(Beginning of Input for this task)
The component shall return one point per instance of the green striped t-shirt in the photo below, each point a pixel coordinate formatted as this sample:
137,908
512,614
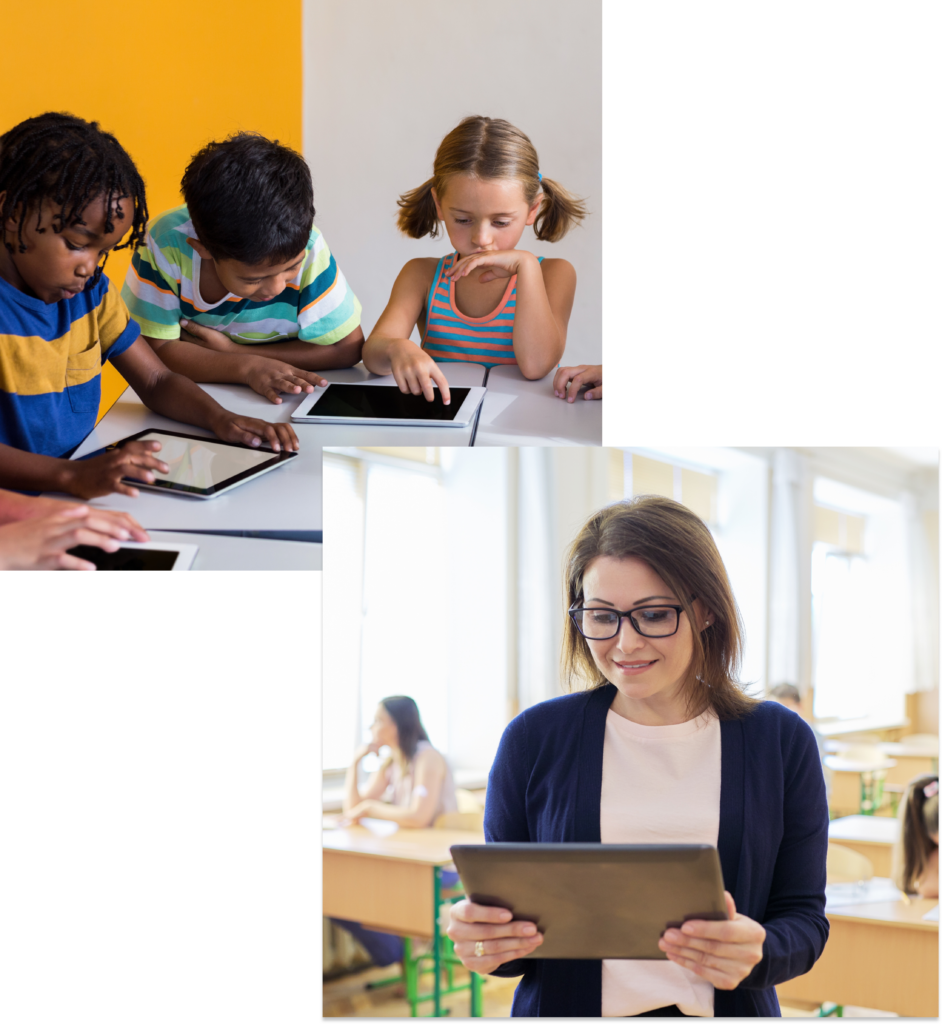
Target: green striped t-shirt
162,287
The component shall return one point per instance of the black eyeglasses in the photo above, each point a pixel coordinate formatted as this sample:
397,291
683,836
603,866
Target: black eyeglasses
651,621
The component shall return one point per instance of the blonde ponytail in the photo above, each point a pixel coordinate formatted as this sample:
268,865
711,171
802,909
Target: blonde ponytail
417,212
489,147
559,212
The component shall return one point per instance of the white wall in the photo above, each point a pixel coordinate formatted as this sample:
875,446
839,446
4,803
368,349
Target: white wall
384,83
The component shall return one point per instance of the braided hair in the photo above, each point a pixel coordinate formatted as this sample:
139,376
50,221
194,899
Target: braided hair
72,162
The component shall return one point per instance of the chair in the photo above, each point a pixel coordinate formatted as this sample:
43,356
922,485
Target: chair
471,819
844,865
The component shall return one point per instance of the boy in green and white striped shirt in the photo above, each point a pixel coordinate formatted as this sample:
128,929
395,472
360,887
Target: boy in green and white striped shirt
238,286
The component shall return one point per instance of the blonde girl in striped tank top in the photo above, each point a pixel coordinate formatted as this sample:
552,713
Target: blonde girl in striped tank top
486,301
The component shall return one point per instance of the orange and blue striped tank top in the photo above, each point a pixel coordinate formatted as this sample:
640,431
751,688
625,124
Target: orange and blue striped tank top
452,337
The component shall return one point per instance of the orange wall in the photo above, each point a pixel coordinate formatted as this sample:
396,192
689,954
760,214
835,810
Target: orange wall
165,79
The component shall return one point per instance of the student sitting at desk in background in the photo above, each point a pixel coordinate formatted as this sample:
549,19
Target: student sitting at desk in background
419,781
486,302
915,855
69,193
242,268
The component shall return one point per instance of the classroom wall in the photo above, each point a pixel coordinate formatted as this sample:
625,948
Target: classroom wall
165,79
385,82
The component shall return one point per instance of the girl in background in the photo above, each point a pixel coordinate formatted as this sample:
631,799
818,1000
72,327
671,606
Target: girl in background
915,856
486,302
418,782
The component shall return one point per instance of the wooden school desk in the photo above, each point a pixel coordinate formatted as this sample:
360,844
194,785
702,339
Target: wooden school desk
871,836
389,882
286,500
341,435
518,412
880,955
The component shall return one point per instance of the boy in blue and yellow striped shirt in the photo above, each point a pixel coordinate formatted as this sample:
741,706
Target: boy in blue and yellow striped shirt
238,286
69,193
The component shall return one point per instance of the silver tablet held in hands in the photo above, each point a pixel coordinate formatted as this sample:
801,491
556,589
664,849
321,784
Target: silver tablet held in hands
596,900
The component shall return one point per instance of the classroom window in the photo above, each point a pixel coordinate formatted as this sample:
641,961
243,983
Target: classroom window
862,609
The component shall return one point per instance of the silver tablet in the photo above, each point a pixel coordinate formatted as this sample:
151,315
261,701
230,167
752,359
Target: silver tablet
204,467
371,403
135,557
596,900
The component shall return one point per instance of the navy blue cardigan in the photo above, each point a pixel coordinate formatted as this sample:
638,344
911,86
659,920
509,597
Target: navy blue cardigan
546,786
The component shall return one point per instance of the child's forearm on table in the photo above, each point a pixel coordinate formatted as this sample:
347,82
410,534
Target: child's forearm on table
202,365
306,355
27,471
539,343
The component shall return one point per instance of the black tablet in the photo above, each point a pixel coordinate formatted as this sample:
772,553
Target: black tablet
596,900
204,467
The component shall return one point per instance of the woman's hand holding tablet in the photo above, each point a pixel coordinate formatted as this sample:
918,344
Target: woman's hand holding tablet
501,938
722,952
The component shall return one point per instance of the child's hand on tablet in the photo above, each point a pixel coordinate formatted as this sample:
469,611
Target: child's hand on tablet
248,430
501,939
102,475
270,377
576,377
415,371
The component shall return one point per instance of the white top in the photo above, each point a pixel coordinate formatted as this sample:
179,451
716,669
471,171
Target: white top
659,784
400,792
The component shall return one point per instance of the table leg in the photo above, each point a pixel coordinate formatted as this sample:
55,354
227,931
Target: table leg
436,945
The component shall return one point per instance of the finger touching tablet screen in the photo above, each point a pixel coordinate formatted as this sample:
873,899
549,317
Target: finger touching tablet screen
372,403
204,467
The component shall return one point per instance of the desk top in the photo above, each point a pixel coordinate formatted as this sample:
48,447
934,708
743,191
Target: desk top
864,828
246,554
373,839
343,435
897,914
517,412
288,498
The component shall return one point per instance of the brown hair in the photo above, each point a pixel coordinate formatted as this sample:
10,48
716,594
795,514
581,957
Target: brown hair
488,147
680,549
918,818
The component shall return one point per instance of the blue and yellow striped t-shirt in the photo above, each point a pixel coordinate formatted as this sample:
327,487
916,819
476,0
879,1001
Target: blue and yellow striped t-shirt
162,287
50,364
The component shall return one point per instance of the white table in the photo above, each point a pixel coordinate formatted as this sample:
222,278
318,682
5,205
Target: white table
246,554
286,499
518,412
342,435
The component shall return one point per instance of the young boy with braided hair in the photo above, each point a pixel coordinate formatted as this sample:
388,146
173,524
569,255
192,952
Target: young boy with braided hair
238,285
69,193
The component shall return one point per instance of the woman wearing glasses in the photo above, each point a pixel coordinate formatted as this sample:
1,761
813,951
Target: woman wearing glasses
662,747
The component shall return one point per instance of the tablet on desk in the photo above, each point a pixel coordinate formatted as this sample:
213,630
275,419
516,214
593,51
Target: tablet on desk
134,557
369,403
596,900
204,467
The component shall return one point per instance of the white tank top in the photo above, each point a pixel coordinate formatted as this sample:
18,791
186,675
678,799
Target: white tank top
659,784
400,783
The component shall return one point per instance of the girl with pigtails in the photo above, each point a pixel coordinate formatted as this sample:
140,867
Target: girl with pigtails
486,302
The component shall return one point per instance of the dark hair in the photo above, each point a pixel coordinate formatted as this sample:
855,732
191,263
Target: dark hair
72,162
489,147
918,817
250,199
680,549
404,712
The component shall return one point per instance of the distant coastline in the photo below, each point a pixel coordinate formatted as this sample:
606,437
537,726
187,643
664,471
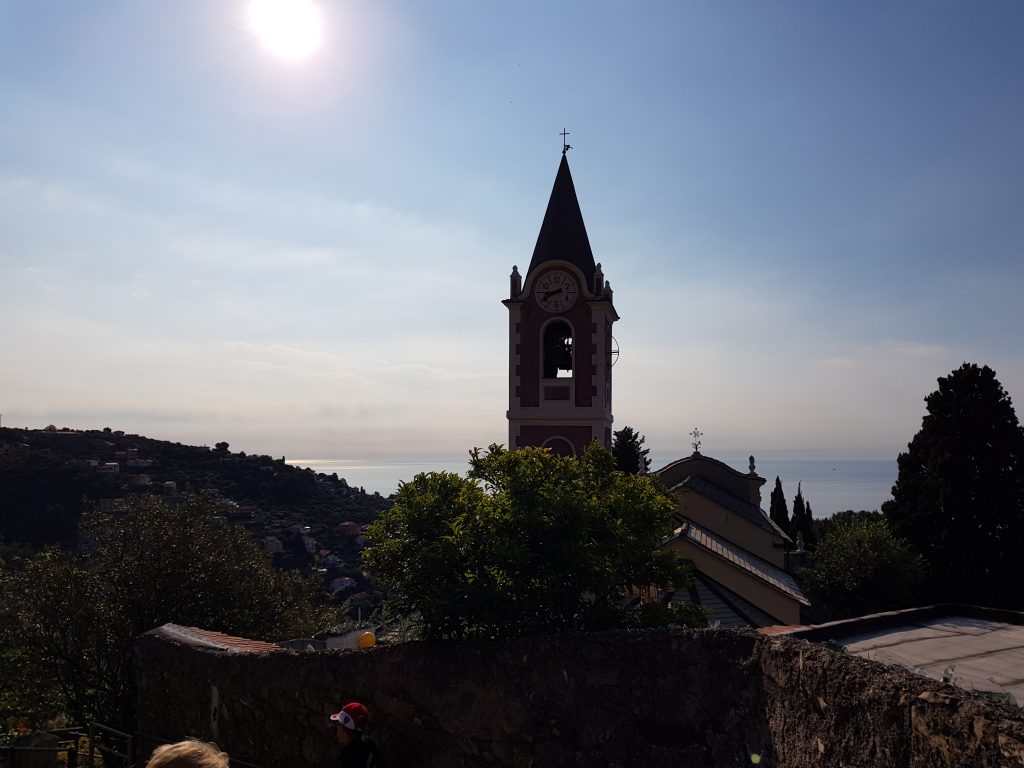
(End of Input for this task)
> [Instructions for the task]
Working from the listing above, pick out every line that has "below" and copy it.

> [Exercise result]
The component shall return one point per instance of the green striped t-shirt in the photo below, each point a pixel coordinate formatted as this sample:
The component shall return one point per instance of the distant coastline in the photo below, each point a pixel coordinate formatted as this sample:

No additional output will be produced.